## EXERCISES
a) List the three grocery chains that the article on the supermarket strike names as ones shoppers have gotten used to trying.
b) Transcribe a passage from the article on the supermarket strike, beginning at the words "November 22, 2003|Melinda" and stopping after "biggest supermarket chains.".
c) Pick up the article on the supermarket strike and Thanksgiving shopping from its final sentence and keep writing.

Advertisement
YOU ARE HERE: LAT HomeCollections

California | THE SUPERMARKET STRIKE

In Search of Thanksgiving Fare

Grocery chains are waiting to see whether shoppers return to holiday traditions.

November 22, 2003|Melinda Fulmer and Jerry Hirsch | Times Staff Writers

The Super Bowl of shopping kicks off this weekend as Southern Californians prep for Thanksgiving, but it could be a turkey for the biggest supermarket chains.

The supermarket strike has disrupted holiday routines for shoppers -- and for grocery stores that usually rely on sales of all the trimmings for as much as 10% of their annual totals.

"The labor dispute has turned things on its head," said Terry O'Neil, spokesman for the Ralphs chain, which is owned by Kroger Co. "This is a unique period we are going through in which a lot of shoppers are in play."

A spot check this week found that Southern Californians are largely staying away from Albertsons Inc. outlets and Safeway Inc.'s Vons and Pavilions stores, where union pickets patrol parking lots and entrances urging shoppers to take their business elsewhere. At Ralphs stores, where picket signs came down three weeks ago at labor's behest, aisles weren't exactly crowded.

In fact, six weeks into the supermarket labor dispute, shoppers have gotten used to trying other chains, including Trader Joe's, Stater Bros., Bristol Farms and local markets. And people who have crossed picket lines say they have been disappointed by what they have found on the shelves.

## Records
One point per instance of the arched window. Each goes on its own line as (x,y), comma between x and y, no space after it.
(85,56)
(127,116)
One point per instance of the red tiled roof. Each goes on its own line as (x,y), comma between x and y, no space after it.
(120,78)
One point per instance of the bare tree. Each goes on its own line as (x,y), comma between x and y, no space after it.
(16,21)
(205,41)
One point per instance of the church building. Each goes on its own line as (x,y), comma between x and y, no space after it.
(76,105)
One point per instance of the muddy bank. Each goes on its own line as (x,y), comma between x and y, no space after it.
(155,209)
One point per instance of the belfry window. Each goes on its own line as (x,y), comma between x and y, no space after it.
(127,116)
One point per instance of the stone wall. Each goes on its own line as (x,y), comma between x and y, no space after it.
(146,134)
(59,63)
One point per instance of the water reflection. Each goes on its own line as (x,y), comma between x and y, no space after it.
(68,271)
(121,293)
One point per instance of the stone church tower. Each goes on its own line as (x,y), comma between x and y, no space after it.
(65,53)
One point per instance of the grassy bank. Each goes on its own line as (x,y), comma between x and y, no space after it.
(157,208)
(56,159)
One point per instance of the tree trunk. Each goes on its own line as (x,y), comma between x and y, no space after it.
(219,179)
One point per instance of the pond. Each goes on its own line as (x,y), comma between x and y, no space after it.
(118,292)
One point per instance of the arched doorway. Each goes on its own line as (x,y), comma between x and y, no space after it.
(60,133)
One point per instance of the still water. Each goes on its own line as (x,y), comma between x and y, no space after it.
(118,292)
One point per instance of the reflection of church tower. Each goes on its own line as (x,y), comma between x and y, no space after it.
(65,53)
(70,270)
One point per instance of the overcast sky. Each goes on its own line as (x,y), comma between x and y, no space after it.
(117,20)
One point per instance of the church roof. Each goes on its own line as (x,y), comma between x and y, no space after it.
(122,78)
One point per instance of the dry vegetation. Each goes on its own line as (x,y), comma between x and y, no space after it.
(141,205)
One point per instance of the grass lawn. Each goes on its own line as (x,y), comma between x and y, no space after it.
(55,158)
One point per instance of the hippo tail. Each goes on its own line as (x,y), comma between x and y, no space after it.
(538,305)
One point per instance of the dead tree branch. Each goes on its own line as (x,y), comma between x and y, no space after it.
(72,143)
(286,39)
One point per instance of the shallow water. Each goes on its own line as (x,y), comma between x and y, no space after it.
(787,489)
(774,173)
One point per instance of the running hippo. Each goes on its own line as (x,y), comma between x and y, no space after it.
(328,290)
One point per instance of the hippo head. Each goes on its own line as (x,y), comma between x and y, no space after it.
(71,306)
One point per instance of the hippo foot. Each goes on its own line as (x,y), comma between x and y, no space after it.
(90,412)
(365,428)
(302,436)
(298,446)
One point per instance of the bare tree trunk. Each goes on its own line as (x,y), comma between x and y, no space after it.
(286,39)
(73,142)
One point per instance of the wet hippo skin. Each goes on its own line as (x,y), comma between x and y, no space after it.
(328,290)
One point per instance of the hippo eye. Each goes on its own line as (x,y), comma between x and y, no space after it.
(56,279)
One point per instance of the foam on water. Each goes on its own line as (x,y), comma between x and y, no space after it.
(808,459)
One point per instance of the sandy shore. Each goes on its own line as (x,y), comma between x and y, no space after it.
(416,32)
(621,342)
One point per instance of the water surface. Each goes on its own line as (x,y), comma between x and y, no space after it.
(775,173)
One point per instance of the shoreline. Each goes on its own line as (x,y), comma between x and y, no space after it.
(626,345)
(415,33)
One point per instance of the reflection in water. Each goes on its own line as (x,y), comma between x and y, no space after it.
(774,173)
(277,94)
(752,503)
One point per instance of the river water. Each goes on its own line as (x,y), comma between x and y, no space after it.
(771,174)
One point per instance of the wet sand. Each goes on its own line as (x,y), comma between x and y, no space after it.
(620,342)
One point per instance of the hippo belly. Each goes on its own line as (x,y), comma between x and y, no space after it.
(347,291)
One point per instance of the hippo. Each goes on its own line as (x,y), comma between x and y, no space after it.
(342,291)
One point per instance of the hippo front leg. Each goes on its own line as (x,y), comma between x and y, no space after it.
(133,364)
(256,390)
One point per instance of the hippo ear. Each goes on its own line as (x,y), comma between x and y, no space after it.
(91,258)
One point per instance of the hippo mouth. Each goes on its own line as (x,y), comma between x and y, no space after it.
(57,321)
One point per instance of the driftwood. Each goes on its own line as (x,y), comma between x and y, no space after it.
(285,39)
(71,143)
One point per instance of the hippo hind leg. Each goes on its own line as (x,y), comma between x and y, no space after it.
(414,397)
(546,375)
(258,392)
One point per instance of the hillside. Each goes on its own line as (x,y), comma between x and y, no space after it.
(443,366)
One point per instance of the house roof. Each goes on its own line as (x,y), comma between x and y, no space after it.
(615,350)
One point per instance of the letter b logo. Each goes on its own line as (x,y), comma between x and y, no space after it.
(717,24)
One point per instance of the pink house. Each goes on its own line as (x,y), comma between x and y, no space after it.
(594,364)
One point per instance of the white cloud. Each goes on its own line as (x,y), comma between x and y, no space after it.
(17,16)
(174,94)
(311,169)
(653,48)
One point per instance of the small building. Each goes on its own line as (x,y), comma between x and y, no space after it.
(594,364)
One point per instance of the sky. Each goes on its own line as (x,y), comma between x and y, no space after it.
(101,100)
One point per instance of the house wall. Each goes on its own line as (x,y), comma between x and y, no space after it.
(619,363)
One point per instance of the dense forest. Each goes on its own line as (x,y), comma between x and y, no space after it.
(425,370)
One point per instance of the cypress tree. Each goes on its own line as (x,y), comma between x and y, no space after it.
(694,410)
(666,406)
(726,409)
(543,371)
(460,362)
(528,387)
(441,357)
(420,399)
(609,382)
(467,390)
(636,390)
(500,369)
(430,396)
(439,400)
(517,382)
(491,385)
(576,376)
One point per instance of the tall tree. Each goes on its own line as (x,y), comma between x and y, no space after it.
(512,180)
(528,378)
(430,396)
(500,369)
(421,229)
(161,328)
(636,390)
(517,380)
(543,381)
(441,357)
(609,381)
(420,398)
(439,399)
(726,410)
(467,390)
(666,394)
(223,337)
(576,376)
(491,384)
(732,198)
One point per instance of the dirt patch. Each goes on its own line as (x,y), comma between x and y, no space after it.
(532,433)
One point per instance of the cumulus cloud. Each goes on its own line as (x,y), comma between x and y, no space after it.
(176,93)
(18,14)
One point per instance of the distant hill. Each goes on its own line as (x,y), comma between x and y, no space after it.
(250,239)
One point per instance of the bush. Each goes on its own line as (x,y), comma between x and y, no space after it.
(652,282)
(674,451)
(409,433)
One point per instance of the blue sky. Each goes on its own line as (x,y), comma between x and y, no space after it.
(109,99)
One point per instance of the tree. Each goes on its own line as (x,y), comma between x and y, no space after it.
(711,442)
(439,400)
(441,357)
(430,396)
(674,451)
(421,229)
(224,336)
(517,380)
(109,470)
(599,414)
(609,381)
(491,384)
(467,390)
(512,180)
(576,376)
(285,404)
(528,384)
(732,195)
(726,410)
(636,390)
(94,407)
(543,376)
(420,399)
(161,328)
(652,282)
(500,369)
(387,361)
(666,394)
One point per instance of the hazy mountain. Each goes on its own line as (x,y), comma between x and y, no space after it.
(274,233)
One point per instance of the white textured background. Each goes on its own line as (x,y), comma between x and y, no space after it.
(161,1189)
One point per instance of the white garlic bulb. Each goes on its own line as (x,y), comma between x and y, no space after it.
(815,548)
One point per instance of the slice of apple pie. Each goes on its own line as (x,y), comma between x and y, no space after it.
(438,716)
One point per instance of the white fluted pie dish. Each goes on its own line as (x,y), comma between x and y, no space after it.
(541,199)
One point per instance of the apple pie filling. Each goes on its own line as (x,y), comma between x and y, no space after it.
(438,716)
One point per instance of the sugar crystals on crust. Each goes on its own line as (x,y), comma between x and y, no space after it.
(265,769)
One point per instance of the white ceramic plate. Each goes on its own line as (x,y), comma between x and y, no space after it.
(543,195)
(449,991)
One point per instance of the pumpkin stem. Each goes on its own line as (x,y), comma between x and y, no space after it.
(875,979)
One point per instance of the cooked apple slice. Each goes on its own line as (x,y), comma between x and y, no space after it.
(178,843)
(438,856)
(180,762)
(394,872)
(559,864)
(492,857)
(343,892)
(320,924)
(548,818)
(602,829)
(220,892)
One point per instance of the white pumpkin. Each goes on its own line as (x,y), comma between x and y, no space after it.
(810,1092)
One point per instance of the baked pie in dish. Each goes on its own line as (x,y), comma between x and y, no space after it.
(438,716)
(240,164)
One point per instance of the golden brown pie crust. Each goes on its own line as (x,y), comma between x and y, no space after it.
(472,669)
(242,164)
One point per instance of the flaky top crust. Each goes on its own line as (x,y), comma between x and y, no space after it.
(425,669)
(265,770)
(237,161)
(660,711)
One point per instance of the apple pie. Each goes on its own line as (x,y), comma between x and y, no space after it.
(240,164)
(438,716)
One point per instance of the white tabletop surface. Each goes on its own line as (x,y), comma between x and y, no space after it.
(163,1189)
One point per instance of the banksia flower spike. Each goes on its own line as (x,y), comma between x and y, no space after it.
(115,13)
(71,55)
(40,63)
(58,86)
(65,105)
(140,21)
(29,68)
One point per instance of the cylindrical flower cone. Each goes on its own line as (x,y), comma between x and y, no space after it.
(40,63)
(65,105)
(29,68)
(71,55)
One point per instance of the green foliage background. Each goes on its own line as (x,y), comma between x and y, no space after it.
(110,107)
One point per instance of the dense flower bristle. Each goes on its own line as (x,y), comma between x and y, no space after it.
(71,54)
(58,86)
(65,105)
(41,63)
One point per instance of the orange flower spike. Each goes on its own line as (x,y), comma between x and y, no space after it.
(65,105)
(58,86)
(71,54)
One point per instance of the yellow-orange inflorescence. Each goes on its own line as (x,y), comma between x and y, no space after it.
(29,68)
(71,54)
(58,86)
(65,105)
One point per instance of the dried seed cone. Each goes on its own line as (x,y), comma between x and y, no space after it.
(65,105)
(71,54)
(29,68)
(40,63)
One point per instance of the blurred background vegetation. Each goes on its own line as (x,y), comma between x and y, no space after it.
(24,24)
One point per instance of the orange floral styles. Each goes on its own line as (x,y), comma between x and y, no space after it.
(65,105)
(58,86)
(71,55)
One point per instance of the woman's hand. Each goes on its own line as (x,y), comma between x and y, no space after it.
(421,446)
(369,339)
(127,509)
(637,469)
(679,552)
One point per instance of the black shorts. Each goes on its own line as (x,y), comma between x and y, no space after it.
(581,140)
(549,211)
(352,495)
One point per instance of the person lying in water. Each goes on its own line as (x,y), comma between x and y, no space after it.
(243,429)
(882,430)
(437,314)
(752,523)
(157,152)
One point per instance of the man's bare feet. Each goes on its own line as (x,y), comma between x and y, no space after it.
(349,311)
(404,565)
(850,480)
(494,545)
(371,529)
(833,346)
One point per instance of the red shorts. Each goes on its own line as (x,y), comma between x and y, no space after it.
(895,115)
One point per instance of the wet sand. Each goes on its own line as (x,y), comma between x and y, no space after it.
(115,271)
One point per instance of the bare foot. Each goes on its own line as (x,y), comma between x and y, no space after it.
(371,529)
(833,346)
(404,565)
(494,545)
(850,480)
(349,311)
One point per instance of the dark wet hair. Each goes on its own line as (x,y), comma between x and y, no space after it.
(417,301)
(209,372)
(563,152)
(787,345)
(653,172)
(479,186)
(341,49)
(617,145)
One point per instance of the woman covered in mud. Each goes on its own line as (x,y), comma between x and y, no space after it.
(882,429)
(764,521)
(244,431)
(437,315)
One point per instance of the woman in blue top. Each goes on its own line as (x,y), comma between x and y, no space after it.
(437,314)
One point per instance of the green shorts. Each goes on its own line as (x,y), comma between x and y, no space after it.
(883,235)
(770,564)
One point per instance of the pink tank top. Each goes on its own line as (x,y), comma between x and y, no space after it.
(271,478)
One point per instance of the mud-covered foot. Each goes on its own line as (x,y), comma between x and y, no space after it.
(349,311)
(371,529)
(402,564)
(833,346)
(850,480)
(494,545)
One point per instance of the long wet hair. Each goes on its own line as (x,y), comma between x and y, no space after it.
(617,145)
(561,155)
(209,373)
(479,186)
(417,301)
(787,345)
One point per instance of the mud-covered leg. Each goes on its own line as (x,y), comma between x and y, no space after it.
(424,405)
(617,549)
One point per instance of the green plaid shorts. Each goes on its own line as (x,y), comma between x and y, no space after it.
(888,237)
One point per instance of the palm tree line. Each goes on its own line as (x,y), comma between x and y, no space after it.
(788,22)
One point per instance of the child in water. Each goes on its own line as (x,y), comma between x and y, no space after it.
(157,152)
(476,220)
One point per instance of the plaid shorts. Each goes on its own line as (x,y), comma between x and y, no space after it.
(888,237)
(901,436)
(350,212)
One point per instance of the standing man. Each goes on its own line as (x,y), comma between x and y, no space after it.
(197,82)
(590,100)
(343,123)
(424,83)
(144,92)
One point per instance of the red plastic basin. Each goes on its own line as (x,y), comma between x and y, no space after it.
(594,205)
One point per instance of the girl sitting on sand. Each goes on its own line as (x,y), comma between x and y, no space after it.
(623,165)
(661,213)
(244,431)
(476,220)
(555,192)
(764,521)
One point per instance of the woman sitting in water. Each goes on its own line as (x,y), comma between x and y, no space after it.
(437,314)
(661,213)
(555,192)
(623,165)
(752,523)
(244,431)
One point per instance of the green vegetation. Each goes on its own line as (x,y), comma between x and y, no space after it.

## EXPECTED RESPONSES
a) Trader Joe's, Stater Bros., Bristol Farms

b)
November 22, 2003|Melinda Fulmer and Jerry Hirsch | Times Staff Writers

The Super Bowl of shopping kicks off this weekend as Southern Californians prep for Thanksgiving, but it could be a turkey for the biggest supermarket chains.

c)
What's more, some stores aren't giving shoppers huge incentives to venture in. Prices on frozen turkeys -- typically a big holiday lure -- are about the same as they were last year, except for at Albertsons stores, which are offering fresh Foster Farms and Zacky Farms turkeys for 79 cents a pound, 50 cents a pound less than a year ago, and turkey specials.

That was enough for Jessica Aguirre of Los Angeles, who on Wednesday made her first trip to an Albertsons since the strike began because she couldn't resist the buy-one-get-one-free special on its frozen turkeys.

"They were trying to get us in and they did," she said, loading two 20-plus-pound birds into the back of her sedan. "They had the best deal."

But other shoppers complained about what they said was a lack of discounts. In fact, Ralphs has raised prices on some Thanksgiving staples. The grocer is charging $6.99 for bottles of Beringer or Meridian wine, $1 more than last year; and Mrs. Cubbison's dressing is $2 a box, up from $1.50. Frozen C&W peas are $2 this year, compared with $1.79 a year earlier.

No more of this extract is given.